── Entries shown ──
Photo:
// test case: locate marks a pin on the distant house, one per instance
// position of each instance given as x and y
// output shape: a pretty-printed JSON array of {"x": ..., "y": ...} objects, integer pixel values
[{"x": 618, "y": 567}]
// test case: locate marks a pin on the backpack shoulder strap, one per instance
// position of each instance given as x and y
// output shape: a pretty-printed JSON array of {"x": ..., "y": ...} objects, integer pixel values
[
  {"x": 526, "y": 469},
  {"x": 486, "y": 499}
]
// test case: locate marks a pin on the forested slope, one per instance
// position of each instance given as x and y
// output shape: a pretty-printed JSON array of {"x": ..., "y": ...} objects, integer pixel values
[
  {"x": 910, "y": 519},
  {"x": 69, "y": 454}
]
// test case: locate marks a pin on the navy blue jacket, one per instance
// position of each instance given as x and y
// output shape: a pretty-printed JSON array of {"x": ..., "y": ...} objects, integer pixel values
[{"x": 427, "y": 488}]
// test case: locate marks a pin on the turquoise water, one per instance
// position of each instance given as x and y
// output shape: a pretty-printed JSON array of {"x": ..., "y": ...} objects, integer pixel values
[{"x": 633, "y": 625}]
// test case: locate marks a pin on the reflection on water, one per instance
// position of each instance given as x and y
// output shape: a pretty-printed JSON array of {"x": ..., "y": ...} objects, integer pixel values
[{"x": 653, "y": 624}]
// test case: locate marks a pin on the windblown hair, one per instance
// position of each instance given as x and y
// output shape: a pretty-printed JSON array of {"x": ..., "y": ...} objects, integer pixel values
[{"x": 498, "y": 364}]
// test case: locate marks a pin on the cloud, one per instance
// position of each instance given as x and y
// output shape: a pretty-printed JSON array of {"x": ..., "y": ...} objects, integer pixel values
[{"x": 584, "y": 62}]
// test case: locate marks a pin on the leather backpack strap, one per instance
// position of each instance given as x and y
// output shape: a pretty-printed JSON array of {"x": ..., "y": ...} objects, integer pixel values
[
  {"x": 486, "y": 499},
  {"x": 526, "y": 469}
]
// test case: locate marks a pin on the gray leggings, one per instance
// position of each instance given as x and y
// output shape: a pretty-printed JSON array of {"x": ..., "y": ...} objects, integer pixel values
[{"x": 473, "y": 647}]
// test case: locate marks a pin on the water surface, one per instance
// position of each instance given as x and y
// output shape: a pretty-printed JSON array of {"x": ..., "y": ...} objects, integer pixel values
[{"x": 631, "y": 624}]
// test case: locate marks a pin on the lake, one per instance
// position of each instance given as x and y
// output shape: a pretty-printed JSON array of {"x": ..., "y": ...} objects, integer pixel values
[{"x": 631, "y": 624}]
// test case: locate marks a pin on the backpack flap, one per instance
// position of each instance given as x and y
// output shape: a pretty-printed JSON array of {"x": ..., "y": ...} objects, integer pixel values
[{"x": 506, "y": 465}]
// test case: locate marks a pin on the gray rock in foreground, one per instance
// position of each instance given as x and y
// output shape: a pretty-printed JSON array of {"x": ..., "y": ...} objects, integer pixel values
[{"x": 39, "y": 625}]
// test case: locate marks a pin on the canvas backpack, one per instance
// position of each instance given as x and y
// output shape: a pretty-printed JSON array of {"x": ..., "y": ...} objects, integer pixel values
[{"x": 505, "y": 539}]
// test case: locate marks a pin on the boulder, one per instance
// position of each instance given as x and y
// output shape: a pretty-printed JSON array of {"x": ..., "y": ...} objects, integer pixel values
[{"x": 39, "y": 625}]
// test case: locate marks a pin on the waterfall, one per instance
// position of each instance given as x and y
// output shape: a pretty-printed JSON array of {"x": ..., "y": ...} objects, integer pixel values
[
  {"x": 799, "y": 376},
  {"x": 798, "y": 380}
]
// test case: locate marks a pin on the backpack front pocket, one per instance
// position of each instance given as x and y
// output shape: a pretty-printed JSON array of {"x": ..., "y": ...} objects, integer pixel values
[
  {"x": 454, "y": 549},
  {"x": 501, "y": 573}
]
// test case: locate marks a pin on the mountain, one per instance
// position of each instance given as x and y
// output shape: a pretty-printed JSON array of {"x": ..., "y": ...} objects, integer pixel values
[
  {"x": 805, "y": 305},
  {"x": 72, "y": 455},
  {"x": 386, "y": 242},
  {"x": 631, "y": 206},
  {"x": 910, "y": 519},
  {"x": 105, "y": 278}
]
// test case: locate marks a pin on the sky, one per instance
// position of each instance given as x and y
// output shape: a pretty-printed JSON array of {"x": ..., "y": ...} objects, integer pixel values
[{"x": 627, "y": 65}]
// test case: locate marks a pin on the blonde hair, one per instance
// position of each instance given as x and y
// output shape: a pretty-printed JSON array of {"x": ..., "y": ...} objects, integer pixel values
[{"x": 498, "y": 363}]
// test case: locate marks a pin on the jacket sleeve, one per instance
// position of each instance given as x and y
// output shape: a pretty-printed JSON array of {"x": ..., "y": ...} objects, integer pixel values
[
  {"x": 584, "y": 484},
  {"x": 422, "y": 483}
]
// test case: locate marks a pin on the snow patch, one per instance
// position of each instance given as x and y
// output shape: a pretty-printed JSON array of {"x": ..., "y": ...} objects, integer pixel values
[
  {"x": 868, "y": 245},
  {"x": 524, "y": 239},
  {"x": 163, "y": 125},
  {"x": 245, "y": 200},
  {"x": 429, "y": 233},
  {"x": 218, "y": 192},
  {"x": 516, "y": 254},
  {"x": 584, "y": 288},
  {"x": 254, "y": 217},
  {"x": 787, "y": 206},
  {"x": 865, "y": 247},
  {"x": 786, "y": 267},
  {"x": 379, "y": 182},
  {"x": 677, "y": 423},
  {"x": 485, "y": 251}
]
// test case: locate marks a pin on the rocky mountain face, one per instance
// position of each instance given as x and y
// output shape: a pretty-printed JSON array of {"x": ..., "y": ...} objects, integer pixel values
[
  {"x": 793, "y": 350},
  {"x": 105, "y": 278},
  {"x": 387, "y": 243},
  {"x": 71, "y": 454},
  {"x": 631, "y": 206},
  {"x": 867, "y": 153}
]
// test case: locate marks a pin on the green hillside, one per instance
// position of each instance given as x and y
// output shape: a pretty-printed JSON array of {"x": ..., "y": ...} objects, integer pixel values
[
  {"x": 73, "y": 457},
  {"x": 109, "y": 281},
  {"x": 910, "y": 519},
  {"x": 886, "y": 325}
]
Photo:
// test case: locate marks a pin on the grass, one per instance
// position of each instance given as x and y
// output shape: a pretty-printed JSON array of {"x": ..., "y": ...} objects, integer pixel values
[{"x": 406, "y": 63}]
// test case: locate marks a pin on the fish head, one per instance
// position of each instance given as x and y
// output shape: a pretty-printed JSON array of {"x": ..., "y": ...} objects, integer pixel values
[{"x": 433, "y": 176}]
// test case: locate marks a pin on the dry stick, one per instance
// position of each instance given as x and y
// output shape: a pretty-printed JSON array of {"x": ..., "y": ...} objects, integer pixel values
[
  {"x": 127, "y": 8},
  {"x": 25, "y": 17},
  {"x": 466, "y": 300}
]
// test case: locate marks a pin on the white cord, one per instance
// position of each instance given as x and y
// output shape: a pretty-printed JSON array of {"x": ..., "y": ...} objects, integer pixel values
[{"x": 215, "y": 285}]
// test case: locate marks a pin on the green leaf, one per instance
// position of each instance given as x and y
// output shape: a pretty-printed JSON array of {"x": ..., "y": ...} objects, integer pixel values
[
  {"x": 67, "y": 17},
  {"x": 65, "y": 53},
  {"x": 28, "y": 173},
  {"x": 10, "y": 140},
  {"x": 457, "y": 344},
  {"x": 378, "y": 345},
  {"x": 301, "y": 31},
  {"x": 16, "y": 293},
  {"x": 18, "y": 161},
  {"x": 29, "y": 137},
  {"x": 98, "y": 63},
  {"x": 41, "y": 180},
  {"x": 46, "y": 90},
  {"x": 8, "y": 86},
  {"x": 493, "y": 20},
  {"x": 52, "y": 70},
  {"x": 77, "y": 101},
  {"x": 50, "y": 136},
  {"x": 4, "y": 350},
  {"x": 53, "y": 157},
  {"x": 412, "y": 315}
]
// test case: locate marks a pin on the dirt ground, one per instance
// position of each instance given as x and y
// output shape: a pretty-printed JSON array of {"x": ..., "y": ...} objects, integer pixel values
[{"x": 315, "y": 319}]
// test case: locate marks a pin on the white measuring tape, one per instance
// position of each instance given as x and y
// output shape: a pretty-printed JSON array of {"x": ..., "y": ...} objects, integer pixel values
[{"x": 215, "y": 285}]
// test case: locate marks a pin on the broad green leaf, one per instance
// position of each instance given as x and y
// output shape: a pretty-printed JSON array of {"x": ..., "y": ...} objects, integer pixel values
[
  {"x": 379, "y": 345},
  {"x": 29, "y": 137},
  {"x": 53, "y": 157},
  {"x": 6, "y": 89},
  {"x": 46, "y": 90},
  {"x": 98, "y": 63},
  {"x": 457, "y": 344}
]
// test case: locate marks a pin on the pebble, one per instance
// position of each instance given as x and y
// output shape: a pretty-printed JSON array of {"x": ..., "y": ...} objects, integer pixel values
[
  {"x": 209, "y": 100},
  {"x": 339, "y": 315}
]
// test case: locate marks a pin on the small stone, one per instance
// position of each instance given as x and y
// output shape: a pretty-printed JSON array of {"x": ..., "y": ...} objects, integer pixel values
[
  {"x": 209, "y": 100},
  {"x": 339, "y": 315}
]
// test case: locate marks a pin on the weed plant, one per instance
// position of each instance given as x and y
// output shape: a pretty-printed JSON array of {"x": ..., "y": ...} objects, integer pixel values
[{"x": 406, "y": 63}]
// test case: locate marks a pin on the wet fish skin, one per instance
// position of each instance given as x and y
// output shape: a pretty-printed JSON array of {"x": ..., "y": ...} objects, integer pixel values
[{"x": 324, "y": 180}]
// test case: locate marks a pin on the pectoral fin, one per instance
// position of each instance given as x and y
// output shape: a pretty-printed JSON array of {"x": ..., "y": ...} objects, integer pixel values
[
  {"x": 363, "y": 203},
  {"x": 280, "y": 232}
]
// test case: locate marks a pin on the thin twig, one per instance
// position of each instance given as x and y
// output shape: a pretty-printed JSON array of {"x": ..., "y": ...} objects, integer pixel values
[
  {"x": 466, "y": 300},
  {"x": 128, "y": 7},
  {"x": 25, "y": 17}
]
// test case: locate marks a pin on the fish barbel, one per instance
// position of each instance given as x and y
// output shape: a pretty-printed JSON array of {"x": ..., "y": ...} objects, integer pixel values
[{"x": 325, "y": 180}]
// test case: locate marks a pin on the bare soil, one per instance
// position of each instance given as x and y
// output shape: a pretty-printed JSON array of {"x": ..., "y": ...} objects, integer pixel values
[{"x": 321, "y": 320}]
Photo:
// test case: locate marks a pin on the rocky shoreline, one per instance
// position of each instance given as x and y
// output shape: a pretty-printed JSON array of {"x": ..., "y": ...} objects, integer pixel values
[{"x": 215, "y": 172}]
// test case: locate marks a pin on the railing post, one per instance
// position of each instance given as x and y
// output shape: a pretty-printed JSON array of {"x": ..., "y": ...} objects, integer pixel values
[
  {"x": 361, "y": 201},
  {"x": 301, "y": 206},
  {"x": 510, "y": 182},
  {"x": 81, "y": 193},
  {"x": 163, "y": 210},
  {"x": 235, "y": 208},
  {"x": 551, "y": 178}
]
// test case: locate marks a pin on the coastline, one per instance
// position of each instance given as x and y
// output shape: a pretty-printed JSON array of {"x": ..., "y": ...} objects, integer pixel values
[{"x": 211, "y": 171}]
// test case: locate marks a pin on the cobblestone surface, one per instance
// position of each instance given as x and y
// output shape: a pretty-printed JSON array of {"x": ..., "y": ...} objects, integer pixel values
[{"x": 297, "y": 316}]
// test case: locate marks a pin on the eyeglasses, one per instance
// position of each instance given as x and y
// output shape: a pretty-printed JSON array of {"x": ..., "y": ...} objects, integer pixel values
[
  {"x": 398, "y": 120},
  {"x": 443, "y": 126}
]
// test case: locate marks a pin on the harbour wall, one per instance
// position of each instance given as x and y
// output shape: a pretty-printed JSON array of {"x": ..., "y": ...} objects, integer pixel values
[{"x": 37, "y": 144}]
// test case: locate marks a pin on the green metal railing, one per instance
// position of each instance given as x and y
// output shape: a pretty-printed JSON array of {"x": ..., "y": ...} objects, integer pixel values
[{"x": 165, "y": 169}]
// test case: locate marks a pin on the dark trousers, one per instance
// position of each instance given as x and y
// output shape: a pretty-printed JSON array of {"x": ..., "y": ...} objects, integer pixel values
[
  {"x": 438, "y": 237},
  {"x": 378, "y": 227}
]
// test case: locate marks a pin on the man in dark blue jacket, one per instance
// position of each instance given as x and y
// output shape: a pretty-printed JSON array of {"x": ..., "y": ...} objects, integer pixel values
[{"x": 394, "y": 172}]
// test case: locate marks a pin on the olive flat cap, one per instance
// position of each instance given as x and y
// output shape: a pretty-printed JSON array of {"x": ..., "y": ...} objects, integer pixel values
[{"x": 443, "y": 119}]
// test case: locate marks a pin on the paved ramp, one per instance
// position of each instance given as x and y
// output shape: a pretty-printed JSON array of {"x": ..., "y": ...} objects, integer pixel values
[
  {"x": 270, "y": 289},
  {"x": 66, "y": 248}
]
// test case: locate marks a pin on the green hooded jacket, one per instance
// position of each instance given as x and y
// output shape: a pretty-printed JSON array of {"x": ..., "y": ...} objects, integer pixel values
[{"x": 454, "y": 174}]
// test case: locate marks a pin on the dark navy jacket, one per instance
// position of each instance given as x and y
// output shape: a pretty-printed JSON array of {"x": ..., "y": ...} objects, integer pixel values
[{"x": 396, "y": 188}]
───
[Work to do] Your task is to return, exactly and on their own, the lines from the one containing "ramp, one per instance" through the last line of the listing.

[Response to the exercise]
// test case: locate marks a pin on the paved ramp, one per instance
// position of each instance given as x and y
// output shape: a pretty-printed JSON array of {"x": ..., "y": ...} objects, integer pixel values
[
  {"x": 270, "y": 289},
  {"x": 66, "y": 248}
]
// test case: locate marks a pin on the green hooded jacket, one per instance
// position of each instance given as x and y
// output shape: a pretty-printed JSON array of {"x": ..., "y": ...} objects, integer pixel values
[{"x": 454, "y": 174}]
// test case: locate marks a pin on the dark navy jacket, one per instance
// position of each instance given as x and y
// output shape: a pretty-printed JSON array of {"x": ..., "y": ...} objects, integer pixel values
[{"x": 396, "y": 188}]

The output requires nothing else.